Muse preference ( fluff, angst, smut ): Of course it depends. Hibiya is fun because he's awful at being fluffy, so it's great putting him in those positions where I am also so horribly uncomfortable for him. He's always angsty. It gets a little tiring. Smut is all me though, I just get lost in thinking of the details and then I forget to write any of it and it takes forever. Practice though and I know it'll be more fun. There are at least muses now that Hibi wants to be gross with finally.
Hibiko however, is like, always bordering on fluffy, to the point that she really fights angst. Which in itself is fun because that's where most of her development comes from. Surprisingly, smut will be/is really fun for Hibiko because her walls are down, which isn't the case any other time. She also doesn't have as many preconceptions as Hibiya when it comes to sex, so it's more freeing and open for me to write.

Data rows:

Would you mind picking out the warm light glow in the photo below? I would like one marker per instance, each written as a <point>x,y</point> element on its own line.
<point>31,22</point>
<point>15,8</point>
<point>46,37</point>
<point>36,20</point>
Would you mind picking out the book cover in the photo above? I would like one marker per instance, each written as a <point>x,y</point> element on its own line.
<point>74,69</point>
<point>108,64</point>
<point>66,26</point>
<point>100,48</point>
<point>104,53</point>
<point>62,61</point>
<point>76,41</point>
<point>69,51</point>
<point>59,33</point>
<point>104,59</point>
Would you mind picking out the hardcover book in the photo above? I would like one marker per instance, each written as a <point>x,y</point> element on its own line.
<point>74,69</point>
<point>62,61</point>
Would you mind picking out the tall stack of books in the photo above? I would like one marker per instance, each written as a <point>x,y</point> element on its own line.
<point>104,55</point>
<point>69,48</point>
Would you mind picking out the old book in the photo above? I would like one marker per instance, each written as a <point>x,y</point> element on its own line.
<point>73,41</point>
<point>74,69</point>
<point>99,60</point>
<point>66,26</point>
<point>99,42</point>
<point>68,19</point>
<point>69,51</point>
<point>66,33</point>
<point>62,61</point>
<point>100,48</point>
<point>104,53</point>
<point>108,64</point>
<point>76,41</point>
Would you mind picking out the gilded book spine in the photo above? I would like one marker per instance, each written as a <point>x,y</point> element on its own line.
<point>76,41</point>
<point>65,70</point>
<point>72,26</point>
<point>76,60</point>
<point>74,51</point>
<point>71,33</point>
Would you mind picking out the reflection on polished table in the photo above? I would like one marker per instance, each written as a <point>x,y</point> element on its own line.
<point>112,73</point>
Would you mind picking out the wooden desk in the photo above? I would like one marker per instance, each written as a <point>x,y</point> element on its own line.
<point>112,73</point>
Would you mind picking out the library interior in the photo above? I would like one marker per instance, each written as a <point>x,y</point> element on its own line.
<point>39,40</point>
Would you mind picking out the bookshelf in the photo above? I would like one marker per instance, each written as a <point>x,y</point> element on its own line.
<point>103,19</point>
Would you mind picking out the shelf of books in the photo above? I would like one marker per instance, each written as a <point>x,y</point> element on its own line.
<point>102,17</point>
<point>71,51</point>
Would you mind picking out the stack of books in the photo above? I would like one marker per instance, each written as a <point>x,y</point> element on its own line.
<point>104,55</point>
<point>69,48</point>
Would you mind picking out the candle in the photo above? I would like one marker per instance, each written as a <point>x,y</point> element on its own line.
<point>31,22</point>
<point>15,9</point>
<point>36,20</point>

Set task 1:
In the muse preference text, what does Hibiko have fewer of than Hibiya when it comes to sex?
Set task 2:
Carry on the muse preference text from the point where it stops.
The rows come from a separate source.

Result 1:
Preconceptions.

Result 2:
Plot or memes: Memes are more freeing. They can be long winded ideas or just a paragraph, so that's fun. But when it comes to the long run, I need to talk about plots to some extent so we're not running aimlessly.
Long or short replies: Long. Mid, really, but I'd rather it be longer than shorter. I've learned I have a hard time tapping into what my muse is going through if I'm not seeing that in return. But short ones are a very welcomed break when they come along. It's nice to easily poop out a reply without being like oh fuck okay what happens first.
Best time to write: When I'm alone in the morning before anyone wakes up (which isn't the morning but pretend it is). I like sitting in silence and enjoying the nothing going on so I can focus. I like to watch movies by myself, and it'll take twice as long because I'll pause it to write while inspired, and watch another five minutes before pausing to write again. The way god intended, really.
Are you like your muse(s): Kinda. I relate to Hibiya more. I'm more aloof than I think I am and can be a little insensitive towards other people's feelings and my words. Emotions are not my strong suit lmao.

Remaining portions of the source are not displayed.